◆ EXCERPTED TEXT:
Conceptually this could be triggered by your attribute types having similar/compatible layouts. In language theory, you're looking at a mismatch between C++'s nominative type system versus the approximation of structural typing in the attribute propagation system. But enough theorism :)
I don't think attr_cast<> will save you here as it probably uses the same mechanics and heuristics under the hood.
It drew my attention that making the ArgumentList optional is ... not very useful (as an empty list already accurately reflects absense of arguments).
So I tried simplifying the rules:
rArgumentList = -(rArgument % ',');
rInvocation = rIdentifier >> '(' >> rArgumentList >> ')';
And the declared attribute type can be simply ArgumentList instead of boost::optional::ArgumentList.
This turns out to remove the ambiguity when propagating into the vector<Invocation>, so ... you're saved.
If this feels "accidental" to you, you should! What would I do if this hadn't removed the ambiguity "by chance"? I'd have created a semantic action to propagate the Invocation by simpler mechanics. There's a good chance that fusion::push_back(_val, _1) or similar would have worked.
See also Boost Spirit: "Semantic actions are evil"?
Review And Demo
In the cleaned up review here I present a few fixes/improvements and a test run that dumps the parsed AST.

◆ WHAT YOU NEED TO DO:
a - Write out the Boost Spirit attribute-propagation text above in full, word for word.
b - From the records below, extract the stretch from the line containing "Guideline: the keypoint for each instance of the grass" through the end of the records, and reproduce those lines verbatim.

◆ DATA EXCERPTS:

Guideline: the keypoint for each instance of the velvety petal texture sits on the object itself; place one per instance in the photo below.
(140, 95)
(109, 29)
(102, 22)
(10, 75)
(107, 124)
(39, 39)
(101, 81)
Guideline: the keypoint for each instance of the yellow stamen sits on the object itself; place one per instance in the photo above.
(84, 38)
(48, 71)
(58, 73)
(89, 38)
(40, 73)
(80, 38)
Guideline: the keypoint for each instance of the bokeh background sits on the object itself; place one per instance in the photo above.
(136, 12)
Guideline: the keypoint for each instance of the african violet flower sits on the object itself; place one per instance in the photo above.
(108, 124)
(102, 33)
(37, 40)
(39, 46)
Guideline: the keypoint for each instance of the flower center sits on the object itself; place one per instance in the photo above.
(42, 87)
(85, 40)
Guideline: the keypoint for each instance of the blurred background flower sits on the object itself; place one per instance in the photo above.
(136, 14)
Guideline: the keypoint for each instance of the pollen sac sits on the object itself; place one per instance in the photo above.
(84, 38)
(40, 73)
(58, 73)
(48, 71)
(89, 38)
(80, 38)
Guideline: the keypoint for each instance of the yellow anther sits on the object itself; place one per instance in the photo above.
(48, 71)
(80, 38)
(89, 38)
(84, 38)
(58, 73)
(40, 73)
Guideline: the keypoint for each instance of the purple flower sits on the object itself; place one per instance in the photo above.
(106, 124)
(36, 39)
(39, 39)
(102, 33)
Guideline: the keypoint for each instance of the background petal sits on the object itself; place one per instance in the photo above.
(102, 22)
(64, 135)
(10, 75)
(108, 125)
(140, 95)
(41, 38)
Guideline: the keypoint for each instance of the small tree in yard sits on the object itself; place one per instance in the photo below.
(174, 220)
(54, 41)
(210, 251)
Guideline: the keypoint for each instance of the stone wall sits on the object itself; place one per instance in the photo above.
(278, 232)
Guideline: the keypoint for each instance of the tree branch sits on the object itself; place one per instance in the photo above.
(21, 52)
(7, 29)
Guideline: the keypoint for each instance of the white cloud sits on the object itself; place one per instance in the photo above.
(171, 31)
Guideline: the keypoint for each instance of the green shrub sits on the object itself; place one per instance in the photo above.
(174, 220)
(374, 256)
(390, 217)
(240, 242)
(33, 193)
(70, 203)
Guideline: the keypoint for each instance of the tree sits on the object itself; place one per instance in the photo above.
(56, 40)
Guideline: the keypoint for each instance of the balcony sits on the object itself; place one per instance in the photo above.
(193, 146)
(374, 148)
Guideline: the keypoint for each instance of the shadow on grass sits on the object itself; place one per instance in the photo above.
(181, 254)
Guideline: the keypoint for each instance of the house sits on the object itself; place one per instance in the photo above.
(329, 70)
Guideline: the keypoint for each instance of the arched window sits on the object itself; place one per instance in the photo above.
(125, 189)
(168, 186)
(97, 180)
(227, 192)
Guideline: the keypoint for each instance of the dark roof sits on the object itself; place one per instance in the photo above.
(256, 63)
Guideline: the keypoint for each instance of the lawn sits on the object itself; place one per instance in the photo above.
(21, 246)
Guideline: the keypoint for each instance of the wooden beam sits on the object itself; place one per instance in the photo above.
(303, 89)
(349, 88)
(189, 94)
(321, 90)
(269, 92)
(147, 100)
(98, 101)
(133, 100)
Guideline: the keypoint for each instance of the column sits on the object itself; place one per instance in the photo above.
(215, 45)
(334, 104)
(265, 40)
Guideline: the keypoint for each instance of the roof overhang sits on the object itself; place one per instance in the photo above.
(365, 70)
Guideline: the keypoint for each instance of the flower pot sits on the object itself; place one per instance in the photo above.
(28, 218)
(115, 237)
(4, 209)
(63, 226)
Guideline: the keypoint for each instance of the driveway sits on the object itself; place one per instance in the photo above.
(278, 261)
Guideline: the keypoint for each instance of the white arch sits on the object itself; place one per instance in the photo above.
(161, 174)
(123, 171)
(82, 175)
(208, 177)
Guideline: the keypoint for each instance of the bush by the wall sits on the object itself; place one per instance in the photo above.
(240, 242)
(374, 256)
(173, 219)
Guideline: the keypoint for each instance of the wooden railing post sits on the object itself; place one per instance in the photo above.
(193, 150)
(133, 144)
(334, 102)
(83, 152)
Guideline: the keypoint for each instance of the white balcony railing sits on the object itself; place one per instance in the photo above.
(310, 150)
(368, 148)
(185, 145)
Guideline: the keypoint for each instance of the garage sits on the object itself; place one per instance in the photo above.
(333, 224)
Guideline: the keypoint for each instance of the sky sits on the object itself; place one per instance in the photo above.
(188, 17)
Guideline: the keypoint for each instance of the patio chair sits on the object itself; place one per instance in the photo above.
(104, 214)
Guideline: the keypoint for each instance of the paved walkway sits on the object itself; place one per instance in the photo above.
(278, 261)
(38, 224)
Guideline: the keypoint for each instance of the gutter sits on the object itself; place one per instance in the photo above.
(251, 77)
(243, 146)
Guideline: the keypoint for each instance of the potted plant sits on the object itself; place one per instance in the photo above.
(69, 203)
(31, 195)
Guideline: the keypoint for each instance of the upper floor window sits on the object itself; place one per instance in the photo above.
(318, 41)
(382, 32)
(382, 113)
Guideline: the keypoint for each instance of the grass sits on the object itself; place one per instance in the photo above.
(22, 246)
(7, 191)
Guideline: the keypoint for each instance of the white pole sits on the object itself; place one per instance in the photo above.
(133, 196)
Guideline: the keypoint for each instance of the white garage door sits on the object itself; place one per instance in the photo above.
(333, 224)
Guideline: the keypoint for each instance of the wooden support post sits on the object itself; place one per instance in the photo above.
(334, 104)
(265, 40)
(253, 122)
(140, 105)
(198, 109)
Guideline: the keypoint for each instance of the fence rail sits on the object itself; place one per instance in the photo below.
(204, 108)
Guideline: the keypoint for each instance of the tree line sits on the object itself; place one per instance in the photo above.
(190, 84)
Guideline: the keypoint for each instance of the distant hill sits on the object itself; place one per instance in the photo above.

◆ THE REPLIES:
a -
Conceptually this could be triggered by your attribute types having similar/compatible layouts. In language theory, you're looking at a mismatch between C++'s nominative type system versus the approximation of structural typing in the attribute propagation system. But enough theorism :)
I don't think attr_cast<> will save you here as it probably uses the same mechanics and heuristics under the hood.
It drew my attention that making the ArgumentList optional is ... not very useful (as an empty list already accurately reflects absense of arguments).
So I tried simplifying the rules:
rArgumentList = -(rArgument % ',');
rInvocation = rIdentifier >> '(' >> rArgumentList >> ')';
And the declared attribute type can be simply ArgumentList instead of boost::optional::ArgumentList.
This turns out to remove the ambiguity when propagating into the vector<Invocation>, so ... you're saved.
If this feels "accidental" to you, you should! What would I do if this hadn't removed the ambiguity "by chance"? I'd have created a semantic action to propagate the Invocation by simpler mechanics. There's a good chance that fusion::push_back(_val, _1) or similar would have worked.
See also Boost Spirit: "Semantic actions are evil"?
Review And Demo
In the cleaned up review here I present a few fixes/improvements and a test run that dumps the parsed AST.

b -
Guideline: the keypoint for each instance of the grass sits on the object itself; place one per instance in the photo above.
(22, 246)
(7, 191)
Guideline: the keypoint for each instance of the white pole sits on the object itself; place one per instance in the photo above.
(133, 196)
Guideline: the keypoint for each instance of the white garage door sits on the object itself; place one per instance in the photo above.
(333, 224)
Guideline: the keypoint for each instance of the wooden support post sits on the object itself; place one per instance in the photo above.
(334, 104)
(265, 40)
(253, 122)
(140, 105)
(198, 109)
Guideline: the keypoint for each instance of the fence rail sits on the object itself; place one per instance in the photo below.
(204, 108)
Guideline: the keypoint for each instance of the tree line sits on the object itself; place one per instance in the photo above.
(190, 84)
Guideline: the keypoint for each instance of the distant hill sits on the object itself; place one per instance in the photo above.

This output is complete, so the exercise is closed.